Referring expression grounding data

___

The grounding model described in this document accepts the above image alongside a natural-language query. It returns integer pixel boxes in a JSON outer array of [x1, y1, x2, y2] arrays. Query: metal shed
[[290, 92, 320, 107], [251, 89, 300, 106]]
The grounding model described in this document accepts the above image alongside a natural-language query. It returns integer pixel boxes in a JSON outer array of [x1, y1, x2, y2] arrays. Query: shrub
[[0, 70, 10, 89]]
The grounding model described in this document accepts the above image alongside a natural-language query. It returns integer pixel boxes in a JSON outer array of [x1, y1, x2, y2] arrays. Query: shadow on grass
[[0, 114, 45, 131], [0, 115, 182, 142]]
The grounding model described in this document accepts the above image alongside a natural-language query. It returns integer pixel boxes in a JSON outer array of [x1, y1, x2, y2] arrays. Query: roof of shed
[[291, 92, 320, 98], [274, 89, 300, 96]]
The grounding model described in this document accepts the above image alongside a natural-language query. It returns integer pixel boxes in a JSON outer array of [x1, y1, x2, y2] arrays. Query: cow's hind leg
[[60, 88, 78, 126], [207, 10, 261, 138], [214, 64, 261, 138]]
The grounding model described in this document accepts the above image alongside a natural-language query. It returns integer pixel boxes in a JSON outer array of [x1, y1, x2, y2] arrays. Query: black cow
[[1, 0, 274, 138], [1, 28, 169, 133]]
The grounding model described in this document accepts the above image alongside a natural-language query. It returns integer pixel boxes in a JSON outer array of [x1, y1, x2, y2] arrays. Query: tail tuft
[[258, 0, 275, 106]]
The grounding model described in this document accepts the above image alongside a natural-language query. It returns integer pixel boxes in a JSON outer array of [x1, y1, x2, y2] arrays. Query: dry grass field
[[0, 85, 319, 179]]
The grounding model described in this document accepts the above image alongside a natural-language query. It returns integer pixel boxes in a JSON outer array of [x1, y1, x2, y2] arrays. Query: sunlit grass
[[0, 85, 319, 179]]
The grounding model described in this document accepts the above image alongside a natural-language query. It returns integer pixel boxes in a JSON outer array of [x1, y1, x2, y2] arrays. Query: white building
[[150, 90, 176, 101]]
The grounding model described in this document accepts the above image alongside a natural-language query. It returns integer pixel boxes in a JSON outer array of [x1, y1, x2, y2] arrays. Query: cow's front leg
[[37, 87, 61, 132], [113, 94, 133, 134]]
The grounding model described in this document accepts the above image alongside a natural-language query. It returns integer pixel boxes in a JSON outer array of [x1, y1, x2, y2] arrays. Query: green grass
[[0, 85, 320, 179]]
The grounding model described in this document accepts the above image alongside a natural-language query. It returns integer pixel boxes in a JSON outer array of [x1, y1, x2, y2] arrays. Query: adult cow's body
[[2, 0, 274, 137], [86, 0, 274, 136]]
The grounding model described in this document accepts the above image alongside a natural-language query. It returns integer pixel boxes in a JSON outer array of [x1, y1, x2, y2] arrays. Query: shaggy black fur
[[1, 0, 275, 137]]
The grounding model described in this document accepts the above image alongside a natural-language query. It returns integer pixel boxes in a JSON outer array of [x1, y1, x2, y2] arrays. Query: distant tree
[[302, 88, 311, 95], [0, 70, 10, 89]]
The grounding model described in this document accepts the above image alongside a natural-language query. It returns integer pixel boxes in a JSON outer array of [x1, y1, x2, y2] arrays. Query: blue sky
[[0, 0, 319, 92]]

___

- Problem
The answer must be the lines from the one containing "Query: distant tree" to the final line of the data above, copied exactly, both included, with nothing added.

- Task result
The grounding model described in this document accepts the above image alongside a natural-language query. It returns integer pixel boxes in a JSON outer array of [x1, y1, x2, y2] arrays. Query: distant tree
[[302, 88, 311, 95], [0, 70, 10, 89]]
The grounding model described in this document accepts the above image alongside a natural-language query. It returns integer pixel boxes in a JSON outer array of [x1, y1, x2, y2] arrays. Query: blue sky
[[0, 0, 319, 92]]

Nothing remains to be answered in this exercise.